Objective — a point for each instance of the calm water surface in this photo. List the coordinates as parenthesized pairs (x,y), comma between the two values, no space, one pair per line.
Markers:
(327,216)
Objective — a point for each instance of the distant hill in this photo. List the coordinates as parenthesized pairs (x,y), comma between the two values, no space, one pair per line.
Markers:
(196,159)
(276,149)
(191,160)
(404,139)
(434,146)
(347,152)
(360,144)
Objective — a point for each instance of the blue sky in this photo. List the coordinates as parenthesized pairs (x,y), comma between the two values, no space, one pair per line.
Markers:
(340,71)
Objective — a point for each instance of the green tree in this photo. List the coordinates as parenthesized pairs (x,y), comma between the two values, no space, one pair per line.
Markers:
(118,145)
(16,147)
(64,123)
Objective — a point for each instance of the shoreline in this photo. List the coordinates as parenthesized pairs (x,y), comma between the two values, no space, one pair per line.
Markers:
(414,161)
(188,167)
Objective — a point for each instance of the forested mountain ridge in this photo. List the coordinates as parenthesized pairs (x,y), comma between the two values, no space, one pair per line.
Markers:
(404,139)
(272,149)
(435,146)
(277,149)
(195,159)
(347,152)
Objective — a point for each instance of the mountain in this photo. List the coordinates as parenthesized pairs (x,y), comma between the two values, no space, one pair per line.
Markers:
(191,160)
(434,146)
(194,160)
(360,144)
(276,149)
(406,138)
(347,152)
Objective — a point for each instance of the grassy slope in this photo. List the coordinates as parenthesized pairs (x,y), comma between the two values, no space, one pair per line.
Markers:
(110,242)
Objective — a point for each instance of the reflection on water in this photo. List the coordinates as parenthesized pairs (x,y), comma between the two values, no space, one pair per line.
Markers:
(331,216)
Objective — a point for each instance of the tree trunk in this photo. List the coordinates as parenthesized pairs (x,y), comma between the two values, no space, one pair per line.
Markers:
☆ ☆ ☆
▶ **EXERCISE GOAL**
Reproduce the lines from the one containing "Objective — a point for each instance of the shoreline" through the last line, requests included, and shift every coordinate in the answers by adding 7 to each number.

▶ **PROBLEM SOLUTION**
Objective — a point for each instance of the shoreline in this photo. List the coordinates as parenthesized pairs (x,y), comma between the two values, no space, one pair per line.
Markers:
(421,168)
(195,174)
Objective — a point for each instance of the forested mountain ridge in this photo. List the coordinates as parenthesized pairs (x,y), comma between the two values, no space, one pair per line.
Markers:
(411,146)
(279,156)
(442,153)
(284,156)
(202,166)
(354,159)
Objective — a point for each instance of the mountain in this photo. List the coordinates as parenthesized pairs (x,y), comma between the two values, no space, one pair per line.
Markers:
(198,167)
(441,153)
(201,167)
(367,151)
(283,156)
(413,145)
(354,159)
Objective — a point for each instance of the grassy slope in this photo. List the coordinates as parenthesized pairs (x,y), comma between the two values, no space, one pair per line.
Markers:
(117,249)
Objective — a point for each instance of the reflection on water in this photo. List the coordinates as parenthesized pairs (x,y), comma between the two values, no space, one pair per line.
Markers:
(338,223)
Objective — a point for each instance of the tree trunk in this photo. List the coordinates as parenthesized pairs (x,y), comma between the two values, no space, one pair per line.
Markers:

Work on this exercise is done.